TASK PROMPT -
Exactly as written, retype the lines that run from the line holding "Please place a point on every instance of the microwave" through the end of the records below. Do not include pictures.
'''
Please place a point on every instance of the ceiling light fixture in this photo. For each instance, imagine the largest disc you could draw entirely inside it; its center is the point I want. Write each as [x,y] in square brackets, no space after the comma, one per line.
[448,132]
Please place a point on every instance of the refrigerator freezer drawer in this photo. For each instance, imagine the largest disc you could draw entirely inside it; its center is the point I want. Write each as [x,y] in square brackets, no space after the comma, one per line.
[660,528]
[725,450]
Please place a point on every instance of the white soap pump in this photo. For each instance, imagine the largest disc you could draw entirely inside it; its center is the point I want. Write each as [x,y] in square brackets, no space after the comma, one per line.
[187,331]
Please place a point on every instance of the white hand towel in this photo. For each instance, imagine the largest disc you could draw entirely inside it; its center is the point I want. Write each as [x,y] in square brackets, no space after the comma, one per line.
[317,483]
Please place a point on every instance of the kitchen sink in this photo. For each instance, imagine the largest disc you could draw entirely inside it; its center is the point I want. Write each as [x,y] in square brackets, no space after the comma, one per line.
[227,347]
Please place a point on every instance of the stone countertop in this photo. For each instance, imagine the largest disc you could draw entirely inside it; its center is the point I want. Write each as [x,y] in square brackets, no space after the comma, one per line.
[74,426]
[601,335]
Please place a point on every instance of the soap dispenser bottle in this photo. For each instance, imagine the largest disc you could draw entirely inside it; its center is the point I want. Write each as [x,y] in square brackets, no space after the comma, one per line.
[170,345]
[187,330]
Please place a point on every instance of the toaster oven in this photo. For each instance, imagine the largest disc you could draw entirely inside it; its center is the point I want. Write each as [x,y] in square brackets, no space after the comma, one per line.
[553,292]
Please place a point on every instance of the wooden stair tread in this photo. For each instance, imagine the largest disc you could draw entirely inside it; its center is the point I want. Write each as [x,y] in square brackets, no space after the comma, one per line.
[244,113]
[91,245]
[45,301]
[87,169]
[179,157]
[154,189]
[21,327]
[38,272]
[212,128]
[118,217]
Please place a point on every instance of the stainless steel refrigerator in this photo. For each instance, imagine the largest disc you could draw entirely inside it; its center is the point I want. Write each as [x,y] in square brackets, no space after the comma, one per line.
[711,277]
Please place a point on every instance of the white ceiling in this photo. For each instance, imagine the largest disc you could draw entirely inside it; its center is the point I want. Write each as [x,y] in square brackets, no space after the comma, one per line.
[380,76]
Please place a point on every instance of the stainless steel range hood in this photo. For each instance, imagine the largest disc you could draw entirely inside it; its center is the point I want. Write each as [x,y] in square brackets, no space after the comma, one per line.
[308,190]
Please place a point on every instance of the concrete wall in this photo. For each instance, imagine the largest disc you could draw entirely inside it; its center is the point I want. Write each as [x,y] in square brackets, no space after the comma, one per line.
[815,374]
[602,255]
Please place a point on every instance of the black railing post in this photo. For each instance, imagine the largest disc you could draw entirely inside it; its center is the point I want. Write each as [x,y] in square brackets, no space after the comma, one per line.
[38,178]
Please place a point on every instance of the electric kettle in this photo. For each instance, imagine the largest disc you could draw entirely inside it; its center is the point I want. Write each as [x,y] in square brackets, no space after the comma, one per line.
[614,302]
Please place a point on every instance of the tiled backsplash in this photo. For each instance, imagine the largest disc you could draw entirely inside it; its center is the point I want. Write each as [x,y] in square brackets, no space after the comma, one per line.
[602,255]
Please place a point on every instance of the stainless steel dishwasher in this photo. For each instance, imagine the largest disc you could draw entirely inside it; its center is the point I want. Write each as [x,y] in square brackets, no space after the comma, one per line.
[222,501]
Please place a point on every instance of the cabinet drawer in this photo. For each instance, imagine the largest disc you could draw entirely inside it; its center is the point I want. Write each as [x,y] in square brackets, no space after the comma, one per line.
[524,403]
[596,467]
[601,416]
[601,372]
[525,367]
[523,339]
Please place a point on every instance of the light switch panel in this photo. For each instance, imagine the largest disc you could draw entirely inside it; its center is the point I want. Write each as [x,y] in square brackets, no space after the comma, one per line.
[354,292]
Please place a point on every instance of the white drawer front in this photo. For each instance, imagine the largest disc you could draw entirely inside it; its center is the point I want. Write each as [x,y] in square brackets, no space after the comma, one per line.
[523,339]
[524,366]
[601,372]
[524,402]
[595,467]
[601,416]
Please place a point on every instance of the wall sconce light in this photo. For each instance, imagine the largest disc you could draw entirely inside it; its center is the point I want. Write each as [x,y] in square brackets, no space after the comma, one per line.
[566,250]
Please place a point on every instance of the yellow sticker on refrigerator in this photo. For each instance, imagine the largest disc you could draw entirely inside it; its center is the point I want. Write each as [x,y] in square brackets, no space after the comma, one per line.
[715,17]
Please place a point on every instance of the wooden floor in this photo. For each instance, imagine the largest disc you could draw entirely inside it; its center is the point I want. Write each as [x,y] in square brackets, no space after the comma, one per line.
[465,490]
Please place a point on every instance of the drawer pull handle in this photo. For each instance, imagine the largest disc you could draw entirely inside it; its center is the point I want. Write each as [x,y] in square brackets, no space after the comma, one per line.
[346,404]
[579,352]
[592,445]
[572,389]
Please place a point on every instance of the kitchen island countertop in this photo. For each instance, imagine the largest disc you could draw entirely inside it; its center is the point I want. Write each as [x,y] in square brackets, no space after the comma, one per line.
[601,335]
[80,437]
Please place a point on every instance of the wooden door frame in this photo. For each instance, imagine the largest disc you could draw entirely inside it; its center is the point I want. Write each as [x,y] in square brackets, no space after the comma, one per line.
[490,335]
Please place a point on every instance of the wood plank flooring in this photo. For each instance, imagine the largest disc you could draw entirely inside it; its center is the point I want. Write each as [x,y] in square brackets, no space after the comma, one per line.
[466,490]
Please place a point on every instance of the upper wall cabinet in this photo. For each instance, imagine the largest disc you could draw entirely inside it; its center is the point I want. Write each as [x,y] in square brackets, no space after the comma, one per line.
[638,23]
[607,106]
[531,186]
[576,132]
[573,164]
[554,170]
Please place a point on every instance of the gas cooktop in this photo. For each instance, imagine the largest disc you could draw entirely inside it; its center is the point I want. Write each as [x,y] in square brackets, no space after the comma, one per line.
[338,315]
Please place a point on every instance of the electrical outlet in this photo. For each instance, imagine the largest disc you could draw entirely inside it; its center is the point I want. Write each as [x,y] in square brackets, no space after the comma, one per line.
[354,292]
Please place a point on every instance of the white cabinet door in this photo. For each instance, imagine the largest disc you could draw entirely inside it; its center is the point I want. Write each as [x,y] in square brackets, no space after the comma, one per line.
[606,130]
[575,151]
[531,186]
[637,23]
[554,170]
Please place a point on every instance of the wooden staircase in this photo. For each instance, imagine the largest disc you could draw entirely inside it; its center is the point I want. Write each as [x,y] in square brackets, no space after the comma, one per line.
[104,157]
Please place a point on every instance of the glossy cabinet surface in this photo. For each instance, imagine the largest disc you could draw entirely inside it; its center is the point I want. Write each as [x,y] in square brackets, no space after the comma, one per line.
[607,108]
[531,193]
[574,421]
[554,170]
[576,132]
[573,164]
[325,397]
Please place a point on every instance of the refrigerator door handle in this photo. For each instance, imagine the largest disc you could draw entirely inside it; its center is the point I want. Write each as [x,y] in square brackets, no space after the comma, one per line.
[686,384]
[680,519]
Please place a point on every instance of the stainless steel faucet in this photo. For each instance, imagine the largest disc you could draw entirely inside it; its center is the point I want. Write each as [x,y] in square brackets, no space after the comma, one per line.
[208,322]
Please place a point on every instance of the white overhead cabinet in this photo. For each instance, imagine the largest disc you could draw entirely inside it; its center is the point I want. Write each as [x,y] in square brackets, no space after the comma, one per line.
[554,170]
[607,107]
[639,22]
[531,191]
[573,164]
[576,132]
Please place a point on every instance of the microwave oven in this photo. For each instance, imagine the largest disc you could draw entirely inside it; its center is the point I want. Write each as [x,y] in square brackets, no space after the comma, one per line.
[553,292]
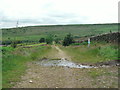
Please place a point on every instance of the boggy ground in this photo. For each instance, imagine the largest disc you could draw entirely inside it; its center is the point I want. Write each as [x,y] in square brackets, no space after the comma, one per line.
'''
OUTPUT OF THE TASK -
Please place a point on every instance of the microwave oven in this photo. For each instance, imagine the largest disc you could draw entirely inside it; its center is the point I want. Write each as [x,y] in square brackets, no space after the comma, one per line.
[553,292]
Please place a point on every instance of the boggy ground in this photo. For each instance, imagine the largest disc you could draw entirely inside it; its center is the point I want. Write each as [x,y] in square brackets, no space after the comma, one per line.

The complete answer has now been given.